━━━ EXCERPT ━━━

Okay, folks... The topic today is something we covered last year, but I think it is important, so Ima gonna hit it again.
In my FSIC AL-Only league draft that I wrote about recently I took Jeff Keppinger in the 19th round. To me, Keppinger is the poster child for a player who "isn't going to hurt you." At least that's what they say.
But what are people really saying there?
What they are saying is that he'll hit for average but not do anything else. In other words, when people talk about a player who isn't going to hurt you they are usually talking about a player who does well in qualitative stats (batting average, ERA, WHIP) but doesn't contribute elsewhere. I'm not sure exactly why this is so, but I do know that nothing hurts quite so much as seeing one of your players go 0 for 6 with zero runs, RBI, or stolen bases. Keppinger will pretty much never do that to you.

━━━ DATA EXCERPTS ━━━

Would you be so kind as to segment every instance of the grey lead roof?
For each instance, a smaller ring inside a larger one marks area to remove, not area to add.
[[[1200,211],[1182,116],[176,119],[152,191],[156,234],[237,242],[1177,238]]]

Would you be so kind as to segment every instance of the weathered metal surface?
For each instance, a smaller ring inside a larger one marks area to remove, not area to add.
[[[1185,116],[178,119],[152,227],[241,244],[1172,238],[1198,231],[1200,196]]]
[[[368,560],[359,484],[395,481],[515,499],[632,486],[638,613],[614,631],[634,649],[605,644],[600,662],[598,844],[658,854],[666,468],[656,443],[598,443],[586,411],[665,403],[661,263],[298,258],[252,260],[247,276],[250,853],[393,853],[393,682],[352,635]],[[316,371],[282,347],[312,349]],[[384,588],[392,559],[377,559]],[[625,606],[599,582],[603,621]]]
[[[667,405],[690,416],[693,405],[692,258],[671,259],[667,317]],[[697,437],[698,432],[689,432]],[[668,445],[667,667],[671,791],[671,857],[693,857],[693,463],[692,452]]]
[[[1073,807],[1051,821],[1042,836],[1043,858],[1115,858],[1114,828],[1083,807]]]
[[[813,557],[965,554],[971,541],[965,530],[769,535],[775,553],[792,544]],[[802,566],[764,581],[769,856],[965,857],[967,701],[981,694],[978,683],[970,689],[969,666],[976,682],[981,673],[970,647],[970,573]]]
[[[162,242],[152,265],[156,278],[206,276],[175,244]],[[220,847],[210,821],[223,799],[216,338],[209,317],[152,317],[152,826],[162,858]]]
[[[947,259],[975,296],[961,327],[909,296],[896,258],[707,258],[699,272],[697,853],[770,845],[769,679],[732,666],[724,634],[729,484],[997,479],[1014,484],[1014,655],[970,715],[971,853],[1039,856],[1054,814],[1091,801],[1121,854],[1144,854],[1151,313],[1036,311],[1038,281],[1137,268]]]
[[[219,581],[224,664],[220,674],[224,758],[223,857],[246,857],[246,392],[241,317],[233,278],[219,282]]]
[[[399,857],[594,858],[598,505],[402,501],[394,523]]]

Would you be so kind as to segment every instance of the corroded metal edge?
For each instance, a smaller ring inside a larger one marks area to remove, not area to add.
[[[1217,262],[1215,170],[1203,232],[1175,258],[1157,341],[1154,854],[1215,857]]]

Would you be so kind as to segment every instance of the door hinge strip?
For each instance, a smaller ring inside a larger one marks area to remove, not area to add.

━━━

■ **REQUIREMENTS**: Write out the passage of the fantasy baseball column between "Okay, folks... The" and "really saying there?", inclusive.

■ **RESULT OF THIS TASK**:
Okay, folks... The topic today is something we covered last year, but I think it is important, so Ima gonna hit it again.
In my FSIC AL-Only league draft that I wrote about recently I took Jeff Keppinger in the 19th round. To me, Keppinger is the poster child for a player who "isn't going to hurt you." At least that's what they say.
But what are people really saying there?